Can't wait for the next half.


----------



## Horns (Nov 30, 2019)

NOTNKSNEMOR said:


> All things considered, that has to be one of the most entertaining halves of college football I've ever watched.
> 
> Can't wait for the next half.


Looks like some Pac 12 crap


----------



## notnksnemor (Nov 30, 2019)

Horns said:


> Looks like some Pac 12 crap



Because of the big plays?


----------



## Gaducker (Nov 30, 2019)

They gona take them 3 points back after halftime.


----------



## Horns (Nov 30, 2019)

NOTNKSNEMOR said:


> Because of the big plays?


And no defense


----------



## Horns (Nov 30, 2019)

Gaducker said:


> They gona take them 3 points back after halftime.


Lol


----------



## notnksnemor (Nov 30, 2019)

It's funny, where I see high level of play on both sides, you see no defense.


----------



## Rackmaster (Nov 30, 2019)

Throwback talked to that D during halftime....3 and out for Bama!


----------



## Rackmaster (Nov 30, 2019)

Saban got carpal tunnel as many checks he wrote during halftime!


----------



## Rackmaster (Nov 30, 2019)

Go for it Auburn!


----------



## Horns (Nov 30, 2019)

> **Listed records**:

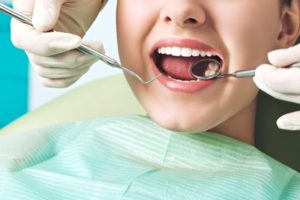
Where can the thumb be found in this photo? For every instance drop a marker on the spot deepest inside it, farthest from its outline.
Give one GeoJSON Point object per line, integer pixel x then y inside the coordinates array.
{"type": "Point", "coordinates": [290, 121]}
{"type": "Point", "coordinates": [284, 57]}
{"type": "Point", "coordinates": [45, 14]}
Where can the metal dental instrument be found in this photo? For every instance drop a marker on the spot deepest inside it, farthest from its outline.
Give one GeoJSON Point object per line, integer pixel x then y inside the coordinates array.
{"type": "Point", "coordinates": [82, 48]}
{"type": "Point", "coordinates": [202, 70]}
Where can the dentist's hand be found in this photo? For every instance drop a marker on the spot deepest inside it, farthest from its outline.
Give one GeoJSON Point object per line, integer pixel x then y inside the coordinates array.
{"type": "Point", "coordinates": [282, 83]}
{"type": "Point", "coordinates": [52, 54]}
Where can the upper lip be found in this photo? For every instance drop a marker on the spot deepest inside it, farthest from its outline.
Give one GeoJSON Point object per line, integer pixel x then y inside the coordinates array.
{"type": "Point", "coordinates": [185, 43]}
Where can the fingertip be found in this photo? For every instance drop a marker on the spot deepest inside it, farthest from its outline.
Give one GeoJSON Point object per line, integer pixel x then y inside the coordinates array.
{"type": "Point", "coordinates": [289, 122]}
{"type": "Point", "coordinates": [45, 15]}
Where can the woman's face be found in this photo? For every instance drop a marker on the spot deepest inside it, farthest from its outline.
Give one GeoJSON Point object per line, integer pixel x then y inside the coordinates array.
{"type": "Point", "coordinates": [240, 33]}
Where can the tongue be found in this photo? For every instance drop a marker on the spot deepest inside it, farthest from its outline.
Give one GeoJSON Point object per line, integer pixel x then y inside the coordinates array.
{"type": "Point", "coordinates": [178, 67]}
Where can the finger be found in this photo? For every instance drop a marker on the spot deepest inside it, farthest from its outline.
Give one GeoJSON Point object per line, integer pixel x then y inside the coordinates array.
{"type": "Point", "coordinates": [25, 37]}
{"type": "Point", "coordinates": [60, 82]}
{"type": "Point", "coordinates": [284, 57]}
{"type": "Point", "coordinates": [24, 6]}
{"type": "Point", "coordinates": [281, 96]}
{"type": "Point", "coordinates": [289, 121]}
{"type": "Point", "coordinates": [281, 80]}
{"type": "Point", "coordinates": [60, 73]}
{"type": "Point", "coordinates": [67, 60]}
{"type": "Point", "coordinates": [45, 14]}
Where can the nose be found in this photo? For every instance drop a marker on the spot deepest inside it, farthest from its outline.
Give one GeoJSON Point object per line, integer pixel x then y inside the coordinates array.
{"type": "Point", "coordinates": [183, 13]}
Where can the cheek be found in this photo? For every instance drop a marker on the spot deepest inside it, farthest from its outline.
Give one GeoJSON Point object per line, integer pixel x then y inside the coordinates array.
{"type": "Point", "coordinates": [134, 21]}
{"type": "Point", "coordinates": [248, 31]}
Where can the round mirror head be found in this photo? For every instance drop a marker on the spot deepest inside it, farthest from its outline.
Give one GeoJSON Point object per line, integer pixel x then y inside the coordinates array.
{"type": "Point", "coordinates": [206, 69]}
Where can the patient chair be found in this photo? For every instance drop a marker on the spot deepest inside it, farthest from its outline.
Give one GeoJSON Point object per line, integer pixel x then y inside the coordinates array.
{"type": "Point", "coordinates": [112, 96]}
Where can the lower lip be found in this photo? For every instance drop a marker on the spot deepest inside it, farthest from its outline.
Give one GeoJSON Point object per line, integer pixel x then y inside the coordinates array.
{"type": "Point", "coordinates": [181, 86]}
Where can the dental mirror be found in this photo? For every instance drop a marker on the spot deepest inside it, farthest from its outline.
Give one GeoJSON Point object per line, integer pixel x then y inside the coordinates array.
{"type": "Point", "coordinates": [206, 69]}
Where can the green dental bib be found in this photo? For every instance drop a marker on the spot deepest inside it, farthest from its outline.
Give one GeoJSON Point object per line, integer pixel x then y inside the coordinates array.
{"type": "Point", "coordinates": [132, 158]}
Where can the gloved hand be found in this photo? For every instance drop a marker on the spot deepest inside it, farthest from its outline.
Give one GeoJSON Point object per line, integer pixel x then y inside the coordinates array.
{"type": "Point", "coordinates": [52, 54]}
{"type": "Point", "coordinates": [282, 83]}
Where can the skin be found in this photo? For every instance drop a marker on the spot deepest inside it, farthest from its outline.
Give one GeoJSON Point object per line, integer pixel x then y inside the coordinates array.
{"type": "Point", "coordinates": [242, 31]}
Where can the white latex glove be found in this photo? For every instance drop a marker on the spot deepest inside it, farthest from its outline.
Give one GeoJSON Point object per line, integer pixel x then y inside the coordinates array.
{"type": "Point", "coordinates": [52, 54]}
{"type": "Point", "coordinates": [282, 83]}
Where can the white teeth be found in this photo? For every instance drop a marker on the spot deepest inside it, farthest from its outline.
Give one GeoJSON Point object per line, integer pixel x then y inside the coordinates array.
{"type": "Point", "coordinates": [184, 52]}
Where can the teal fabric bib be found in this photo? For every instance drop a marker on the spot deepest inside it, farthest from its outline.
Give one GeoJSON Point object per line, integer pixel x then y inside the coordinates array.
{"type": "Point", "coordinates": [132, 158]}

> **Set tasks**:
1) Which usernames appear in the post headers of the football thread? List each one once.
2) Echo the football thread verbatim, starting at the words "It's funny, where" and ending after "out for Bama!".

> **Answer list**:
1) Horns, notnksnemor, Gaducker, Rackmaster

2)
It's funny, where I see high level of play on both sides, you see no defense.


----------



## Rackmaster (Nov 30, 2019)

Throwback talked to that D during halftime....3 and out for Bama!